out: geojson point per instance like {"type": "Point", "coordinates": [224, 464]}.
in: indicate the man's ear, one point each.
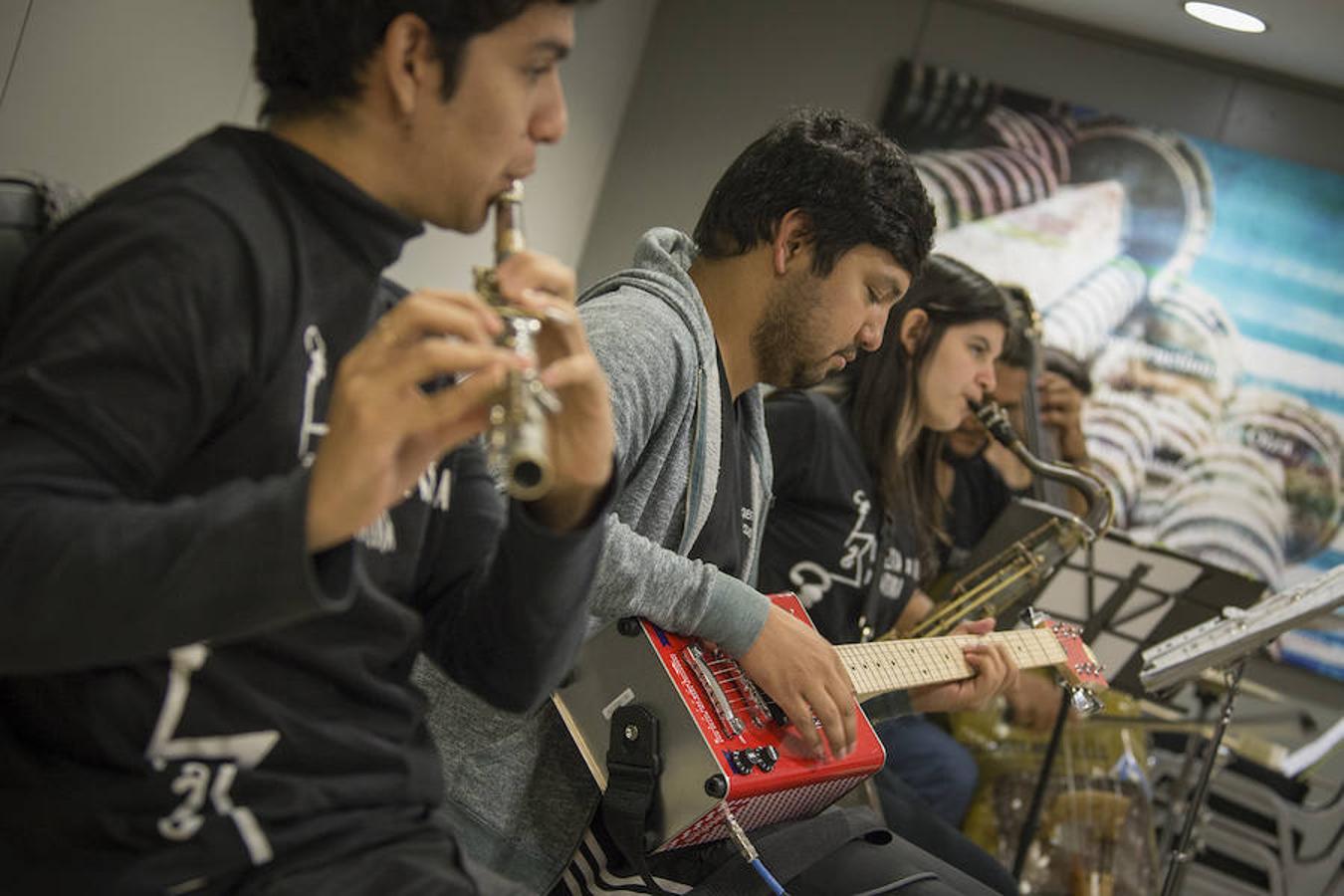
{"type": "Point", "coordinates": [914, 328]}
{"type": "Point", "coordinates": [791, 239]}
{"type": "Point", "coordinates": [405, 62]}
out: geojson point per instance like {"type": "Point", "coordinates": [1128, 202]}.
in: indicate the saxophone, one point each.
{"type": "Point", "coordinates": [999, 584]}
{"type": "Point", "coordinates": [517, 438]}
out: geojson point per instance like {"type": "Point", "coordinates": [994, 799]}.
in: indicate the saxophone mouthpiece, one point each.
{"type": "Point", "coordinates": [994, 419]}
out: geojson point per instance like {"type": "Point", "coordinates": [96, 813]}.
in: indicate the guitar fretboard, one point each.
{"type": "Point", "coordinates": [895, 665]}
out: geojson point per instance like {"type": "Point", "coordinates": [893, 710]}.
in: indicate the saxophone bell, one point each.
{"type": "Point", "coordinates": [1101, 503]}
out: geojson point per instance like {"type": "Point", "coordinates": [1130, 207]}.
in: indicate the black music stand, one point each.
{"type": "Point", "coordinates": [1125, 596]}
{"type": "Point", "coordinates": [1228, 644]}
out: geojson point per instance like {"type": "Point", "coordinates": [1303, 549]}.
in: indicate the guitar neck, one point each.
{"type": "Point", "coordinates": [895, 665]}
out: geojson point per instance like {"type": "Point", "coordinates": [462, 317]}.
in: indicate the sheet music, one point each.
{"type": "Point", "coordinates": [1313, 751]}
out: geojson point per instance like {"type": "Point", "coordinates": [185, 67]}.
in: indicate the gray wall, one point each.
{"type": "Point", "coordinates": [95, 91]}
{"type": "Point", "coordinates": [715, 74]}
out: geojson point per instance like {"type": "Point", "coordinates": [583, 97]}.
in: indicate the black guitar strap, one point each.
{"type": "Point", "coordinates": [633, 769]}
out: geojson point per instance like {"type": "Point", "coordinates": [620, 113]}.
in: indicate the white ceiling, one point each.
{"type": "Point", "coordinates": [1305, 38]}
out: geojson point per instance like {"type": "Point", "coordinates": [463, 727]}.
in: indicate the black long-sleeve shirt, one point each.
{"type": "Point", "coordinates": [185, 692]}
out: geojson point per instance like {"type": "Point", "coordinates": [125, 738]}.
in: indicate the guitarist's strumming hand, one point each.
{"type": "Point", "coordinates": [995, 668]}
{"type": "Point", "coordinates": [802, 673]}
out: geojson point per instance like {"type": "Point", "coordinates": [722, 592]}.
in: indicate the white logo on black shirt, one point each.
{"type": "Point", "coordinates": [857, 558]}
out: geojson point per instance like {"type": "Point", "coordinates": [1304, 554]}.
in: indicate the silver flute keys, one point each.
{"type": "Point", "coordinates": [517, 439]}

◆ Prompt ◆
Restate each entry word for word, please, but drop any images it holds.

◆ Answer for the task ◆
out: geojson point per instance like {"type": "Point", "coordinates": [224, 464]}.
in: indicate the man's ear, one point each.
{"type": "Point", "coordinates": [914, 328]}
{"type": "Point", "coordinates": [791, 239]}
{"type": "Point", "coordinates": [405, 62]}
out: geojson point per instance like {"type": "Point", "coordinates": [1128, 202]}.
in: indicate the saxophone, one point each.
{"type": "Point", "coordinates": [999, 584]}
{"type": "Point", "coordinates": [517, 438]}
out: geojson point per instance like {"type": "Point", "coordinates": [994, 799]}.
in: indicate the saxophone mouthpiece, one point each.
{"type": "Point", "coordinates": [994, 419]}
out: geojson point per instance like {"type": "Point", "coordinates": [96, 813]}.
in: indicate the guitar fretboard, one point each.
{"type": "Point", "coordinates": [895, 665]}
out: geojson point per instance like {"type": "Point", "coordinates": [893, 710]}.
in: indicate the saxophone bell, one point each.
{"type": "Point", "coordinates": [1101, 503]}
out: geojson point per instance like {"type": "Point", "coordinates": [1130, 207]}.
in: indicate the black music stand, one point each.
{"type": "Point", "coordinates": [1125, 596]}
{"type": "Point", "coordinates": [1228, 644]}
out: geojson point per instance like {"type": "Point", "coordinates": [1303, 549]}.
in: indicate the guitar neck, one point each.
{"type": "Point", "coordinates": [895, 665]}
out: geojson point per instance like {"type": "Point", "coordinates": [462, 317]}.
in: indicate the sheet music, one point each.
{"type": "Point", "coordinates": [1313, 751]}
out: geojson point per instance like {"type": "Point", "coordinates": [185, 67]}.
in: indicate the gray wall, one point each.
{"type": "Point", "coordinates": [95, 91]}
{"type": "Point", "coordinates": [715, 74]}
out: geojson point per instance like {"type": "Point", "coordinates": [583, 97]}.
in: indicate the black guitar strap, one point each.
{"type": "Point", "coordinates": [633, 769]}
out: geojson point per instance like {"type": "Point", "coordinates": [620, 113]}.
in: indicate the white ceiling, one point each.
{"type": "Point", "coordinates": [1305, 38]}
out: geojson point per instance like {"type": "Point", "coordinates": [463, 727]}.
in: indicate the black long-sleeve shirt, one point each.
{"type": "Point", "coordinates": [185, 692]}
out: geojson point per instance like {"type": "Point", "coordinates": [125, 738]}.
in: indicate the guitarist's strumming hand, one point each.
{"type": "Point", "coordinates": [995, 668]}
{"type": "Point", "coordinates": [802, 673]}
out: geojson point per instance like {"type": "Point", "coordinates": [722, 592]}.
in: indicate the white logo on black shirt, one point each.
{"type": "Point", "coordinates": [857, 558]}
out: geojson point per instance like {"type": "Point", "coordinates": [1304, 554]}.
in: indicate the silver flute keys, one point each.
{"type": "Point", "coordinates": [517, 439]}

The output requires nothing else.